## Tasks and exercises
(1) Using the passage on autoregressive modeling below, decide whether each statement agrees with it. Answer yes or no for each, and quote the words that decide it. (a) Autoregressive models are said to be more stable during training than GANs. (b) The work adapts an architecture based on recurrent networks. (c) The cited autoregressive approaches can be applied directly to volumetric 3D representations.
(2) In the passage on autoregressive modeling below, who proposed a method for learning quantized and compact latent representations for images with a Vector-Quantized Variational AutoEncoder?
(3) Carry on the passage on autoregressive modeling below, starting right after its final sentence.

Autoregressive modeling
Autoregressive models [12] factorize the joint distribution over structured outputs into products of conditional distribution. Unlike GANs [9], these can serve as powerful density estimators [14], are more stable during training [13,14], and can generalize well on held-out data. They have been successfully leveraged for modeling distributions across domains, such as images[5,12,13], video, or language [16], and our work explores their benefits across a broad range of 3D generation tasks.
Following their recent successes in autoregressive modeling[3,16] our work adapts a Transformer-based [17] architecture. However, these approaches cannot directly be adopted to volumetric 3D representations due to their high resolutions. We build on the work by van den Oord et.al. [15] who proposed a method to learn quantized and compact latent representations for images using Vector-Quantized Variational AutoEncoder (VQ-VAE). Inspired by Esser et.al. [7] who learned autoregressive generation over the discrete VQ-VAE representations, our work extends these ideas to the domain of 3D shapes.

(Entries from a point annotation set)
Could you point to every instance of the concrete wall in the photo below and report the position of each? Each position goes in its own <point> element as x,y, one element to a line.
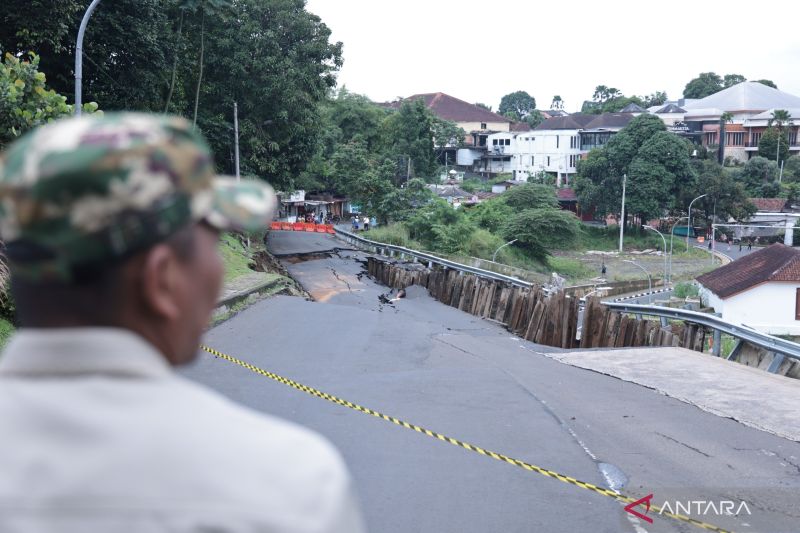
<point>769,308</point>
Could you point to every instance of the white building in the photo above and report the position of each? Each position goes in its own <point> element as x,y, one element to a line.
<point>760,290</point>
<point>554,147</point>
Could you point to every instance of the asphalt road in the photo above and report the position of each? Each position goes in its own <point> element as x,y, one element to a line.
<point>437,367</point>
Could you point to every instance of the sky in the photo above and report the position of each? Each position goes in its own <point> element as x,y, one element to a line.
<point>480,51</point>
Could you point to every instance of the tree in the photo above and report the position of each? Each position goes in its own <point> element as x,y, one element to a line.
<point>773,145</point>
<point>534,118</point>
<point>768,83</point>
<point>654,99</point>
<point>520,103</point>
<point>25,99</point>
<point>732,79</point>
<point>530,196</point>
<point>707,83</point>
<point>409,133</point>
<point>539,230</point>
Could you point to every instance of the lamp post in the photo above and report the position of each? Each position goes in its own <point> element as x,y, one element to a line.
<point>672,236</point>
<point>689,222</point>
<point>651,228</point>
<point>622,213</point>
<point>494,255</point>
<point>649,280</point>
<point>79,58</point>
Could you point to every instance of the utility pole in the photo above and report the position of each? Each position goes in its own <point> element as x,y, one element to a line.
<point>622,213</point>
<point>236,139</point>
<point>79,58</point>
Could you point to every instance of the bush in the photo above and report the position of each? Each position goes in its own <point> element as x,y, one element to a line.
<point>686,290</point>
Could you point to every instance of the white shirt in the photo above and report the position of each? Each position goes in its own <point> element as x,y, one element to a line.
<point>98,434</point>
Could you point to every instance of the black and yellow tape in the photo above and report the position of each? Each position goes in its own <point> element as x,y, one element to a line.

## Final answers
(1)
(a) Yes: "Unlike GANs [9], these can serve as powerful density estimators [14], are more stable during training [13,14]"
(b) No: "our work adapts a Transformer-based [17] architecture"
(c) No: "these approaches cannot directly be adopted to volumetric 3D representations due to their high resolutions"

(2) van den Oord et al. proposed it.

(3)
Shape Completion
Completing full shapes from partial inputs such as discrete parts, or single-view 3D, is an increasingly important task across robotics and graphics. Most recent approaches [1,4,18] formulate it as performing completion on point clouds and can infer plausible global shapes but have difficulty in either capturing fine-grained details, conditioning on sparse inputs, or generating diverse samples. Our work proposes an alternative approach using autoregressive shape priors.
Single View Reconstruction
Inferring the 3D shape from a single image is an inherently ill-posed task. Several approaches have shown impressive single-view reconstruction results using voxels [6,8], point clouds [11,19], and most recently implicit representations of 3D surfaces like SDFs [10,20] etc. However, these are often deterministic in nature and only generate a 3D single output. By treating image-based prediction as conditional distributions our work can capture the multi-modal aspect of conditional generation in a simple and elegant manner.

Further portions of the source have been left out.